** Begin Passage **
What does it mean to live and age well?
My doctoral research sought to understand this from the perspective of LGBTQ+ people of diverse cultural backgrounds in Australia. I spoke with 14 people aged 50 and above about their hopes and fears of ageing.
Together, we discussed photographs they owned or have taken to represent their thoughts.
What they shared both extended and challenged existing perceptions of ageing well.
Confronting loneliness
Being alone, lonely and vulnerable is the opposite of ageing well.
Paulo told me:
I’m staging a dreadful idea of life, losing my partner, being there by myself, growing old and lonely and powerless.
Taken at the front porch of his and his partner’s home, Paulo’s black and white photograph captures the helplessness and loneliness of ageing alone without partner and loved ones.
This fear transcends gender, sexuality and culture, present in reports of elder abuse and socially isolated older people.
This fear is heightened by discrimination. Ninu* said
as a gender diverse person, I’m really worried about being treated respectfully as I age. Having my pronouns used, being mis-gendered.
** End Passage **
** Begin Dataset rows **
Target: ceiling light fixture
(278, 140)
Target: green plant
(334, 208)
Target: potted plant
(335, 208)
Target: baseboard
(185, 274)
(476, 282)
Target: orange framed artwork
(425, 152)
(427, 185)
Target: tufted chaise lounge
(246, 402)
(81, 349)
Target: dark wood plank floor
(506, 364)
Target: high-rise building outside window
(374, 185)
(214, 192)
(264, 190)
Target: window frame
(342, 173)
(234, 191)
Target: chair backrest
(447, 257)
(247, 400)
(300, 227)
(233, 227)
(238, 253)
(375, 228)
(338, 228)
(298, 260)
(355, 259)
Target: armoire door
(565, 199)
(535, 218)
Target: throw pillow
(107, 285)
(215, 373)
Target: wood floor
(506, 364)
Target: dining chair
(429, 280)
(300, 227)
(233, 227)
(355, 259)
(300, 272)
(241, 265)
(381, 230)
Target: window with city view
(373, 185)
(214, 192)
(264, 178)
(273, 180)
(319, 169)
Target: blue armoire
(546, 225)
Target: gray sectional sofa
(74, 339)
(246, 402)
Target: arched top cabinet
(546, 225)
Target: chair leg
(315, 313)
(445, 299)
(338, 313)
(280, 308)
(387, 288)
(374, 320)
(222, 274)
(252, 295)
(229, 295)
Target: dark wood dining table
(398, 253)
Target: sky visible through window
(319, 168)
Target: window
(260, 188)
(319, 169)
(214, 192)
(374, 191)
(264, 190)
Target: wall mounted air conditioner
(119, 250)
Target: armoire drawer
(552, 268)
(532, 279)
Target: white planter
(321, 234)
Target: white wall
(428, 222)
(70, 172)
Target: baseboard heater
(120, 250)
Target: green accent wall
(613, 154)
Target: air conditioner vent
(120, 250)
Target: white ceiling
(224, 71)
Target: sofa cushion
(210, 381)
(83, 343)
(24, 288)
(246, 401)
** End Dataset rows **
Repeat everything in the article on ageing well from "Taken at the" down to "and loved ones.", word for word.

Expected answer |
Taken at the front porch of his and his partner’s home, Paulo’s black and white photograph captures the helplessness and loneliness of ageing alone without partner and loved ones.